EXERCISE TASKS:
1. Name every school or university that appears in the article about Cruze.
2. In the article about Cruze, reproduce word for word the passage from "A U.S. attorney" to "about the case.".
PASSAGE PROVIDED Start Marker
Cruze hung up the phone when he returned a call last week to the Review-Journal and was asked about his colonel rank and military career. Later, he was unavailable at his Flamingo Road office, where he works as a registered nurse.

Clements deferred to the FBI in Las Vegas to comment.

On Friday, an FBI spokesman, Special Agent Todd Palmer, said he couldn't comment on the investigation into Cruze but said, "Any case we investigate is going to be turned over to the U.S. attorney to see if it has merit and rises to the level of federal prosecution."

A U.S. attorney spokeswoman in Las Vegas, Natalie Collins, said Cruze had not been charged, and she would not deny or confirm that he is under investigation.

Such crimes, referred to as "stolen valor," are a violation of the federal law that makes it illegal for people to wear any U.S. military rank, award or decorations that they did not earn. The most serious violation, displaying the Medal of Honor, carries a fine of $100,000 and up to a year in jail, said Tom Cottone, an FBI special agent in New Jersey who has made stolen valor arrests.

The Cruze case "is a clear- cut violation," said Cottone, who had consulted Anton about the case.

Cruze raised the suspicions of former Army Rangers who were attending an annual conference in late June 2004 at the Riviera. He was photographed wearing a dress-blue uniform bearing a colonel insignia and numerous ribbons and medals on his jacket. When Cruze was asked about his military career, Anton said, his comments didn't fit with events, locations and dates of military operations.

In May, Cruze spoke to fifth-graders gathered for a career day event at Eisenberg Elementary School, where he wore a green Class A Army uniform and a display of ribbons, said a source with knowledge of Cruze's appearance but who spoke on the condition of anonymity.

The POW Network, a tax-exempt nonprofit education organization in Skidmore, Mo., helped the former Rangers.

A resume posted by Cruze with a nursing organization says he served in Vietnam from June 1969 to September 1970 as a combat medic and earned the Distinguished Service Cross, Silver Star, Bronze Star, Purple Heart, Cross of Galantry, Soldiers Medal and Army Distinguished Service Medal.

But records obtained by the POW Network under the Freedom of Information Act from the National Personnel Records Center in St. Louis show that Cruze never fought in combat and received no awards or decorations.

Instead, he is listed as an Army reservist from July 21, 1988, to Jan. 3, 1994, who served on inactive status as a clinical nurse for a hospital unit in Phoenix.

Cruze's resume states that he holds bachelor's and master's nursing degrees from Arizona State University and UCLA, respectively, but according to the Nevada State Board of Nursing, his active nursing license is based on a degree from Grand Canyon University in Phoenix.

A Web site that Cruze posts for his fly-fishing guide service describes him as "a retired USA Colonel," and he is listed on a 2003 Community Bank account statement as "Col. Jacob R. Cruze."

POW Network researcher Mary Schantag said the U.S. attorney's office has routinely declined to levy charges in stolen valor cases because they have low priority compared with cases involving terrorism, stolen identities and domestic violence.

"This stuff is just so, so wrong," she said. To the real war heroes, "it's a tragedy."

"These guys have earned their medals, spilled their blood to protect our freedoms, and these phonies have stolen the integrity, the honor, the respect that they have earned," she said.

"But they're not stealing the nightmares, and they're not stealing the pain. They go through life unscathed."
PASSAGE PROVIDED End Marker
DATA EXTRACT Start Marker
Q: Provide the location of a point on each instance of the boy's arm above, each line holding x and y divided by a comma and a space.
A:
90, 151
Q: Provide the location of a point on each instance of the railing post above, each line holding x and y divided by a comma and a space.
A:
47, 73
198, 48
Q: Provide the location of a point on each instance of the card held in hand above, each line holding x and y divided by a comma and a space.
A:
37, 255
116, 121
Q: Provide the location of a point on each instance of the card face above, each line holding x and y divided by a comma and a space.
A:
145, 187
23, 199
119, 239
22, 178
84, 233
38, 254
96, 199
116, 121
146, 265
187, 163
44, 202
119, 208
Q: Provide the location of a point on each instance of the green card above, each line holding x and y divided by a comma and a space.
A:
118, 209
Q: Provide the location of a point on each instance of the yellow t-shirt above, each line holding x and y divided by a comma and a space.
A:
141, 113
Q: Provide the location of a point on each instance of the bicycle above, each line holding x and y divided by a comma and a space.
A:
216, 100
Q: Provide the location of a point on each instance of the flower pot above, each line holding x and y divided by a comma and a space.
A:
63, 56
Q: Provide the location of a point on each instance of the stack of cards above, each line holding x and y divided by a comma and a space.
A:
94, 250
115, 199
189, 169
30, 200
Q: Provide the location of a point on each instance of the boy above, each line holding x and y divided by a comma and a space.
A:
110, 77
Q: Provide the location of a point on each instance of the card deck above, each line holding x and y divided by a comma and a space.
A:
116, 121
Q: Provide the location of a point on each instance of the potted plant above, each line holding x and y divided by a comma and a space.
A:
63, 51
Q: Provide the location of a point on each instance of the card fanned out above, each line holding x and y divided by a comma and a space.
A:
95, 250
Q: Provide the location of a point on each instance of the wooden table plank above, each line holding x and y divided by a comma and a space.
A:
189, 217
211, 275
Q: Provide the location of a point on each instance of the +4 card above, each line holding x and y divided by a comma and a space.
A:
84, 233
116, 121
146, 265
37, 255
DATA EXTRACT End Marker
TASK RESPONSES:
1. Eisenberg Elementary School, Arizona State University, UCLA, Grand Canyon University

2.
A U.S. attorney spokeswoman in Las Vegas, Natalie Collins, said Cruze had not been charged, and she would not deny or confirm that he is under investigation.

Such crimes, referred to as "stolen valor," are a violation of the federal law that makes it illegal for people to wear any U.S. military rank, award or decorations that they did not earn. The most serious violation, displaying the Medal of Honor, carries a fine of $100,000 and up to a year in jail, said Tom Cottone, an FBI special agent in New Jersey who has made stolen valor arrests.

The Cruze case "is a clear- cut violation," said Cottone, who had consulted Anton about the case.